Exercise objective
Repeat everything from the line containing "[indicate] tile backsplash" down to the line containing "Query: wire basket", substituting "one dot per instance" for "a dot for each instance" and leaving the rest unchanged.

Records to process
-- Start --
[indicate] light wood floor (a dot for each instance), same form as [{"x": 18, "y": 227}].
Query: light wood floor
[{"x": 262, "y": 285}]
-- End --
-- Start --
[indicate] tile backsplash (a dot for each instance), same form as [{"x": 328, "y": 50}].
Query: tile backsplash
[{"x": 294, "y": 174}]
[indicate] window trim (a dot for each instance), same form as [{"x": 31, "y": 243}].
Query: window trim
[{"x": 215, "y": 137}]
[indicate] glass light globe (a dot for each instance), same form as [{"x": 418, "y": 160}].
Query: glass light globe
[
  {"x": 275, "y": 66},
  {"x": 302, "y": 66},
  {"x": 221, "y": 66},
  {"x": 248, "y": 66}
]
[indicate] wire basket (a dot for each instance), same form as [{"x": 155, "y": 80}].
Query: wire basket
-- End --
The solution
[indicate] tile backsplash (one dot per instance), same form as [{"x": 328, "y": 50}].
Query: tile backsplash
[{"x": 294, "y": 174}]
[indicate] window trim (one dot per instance), same form as [{"x": 31, "y": 243}].
Query: window trim
[{"x": 215, "y": 137}]
[indicate] glass light globe (one dot per instance), same form as [{"x": 418, "y": 160}].
Query: glass light globe
[
  {"x": 275, "y": 66},
  {"x": 302, "y": 66},
  {"x": 221, "y": 66},
  {"x": 248, "y": 66}
]
[indicate] wire basket (one dot per instance), same form as [{"x": 155, "y": 80}].
Query: wire basket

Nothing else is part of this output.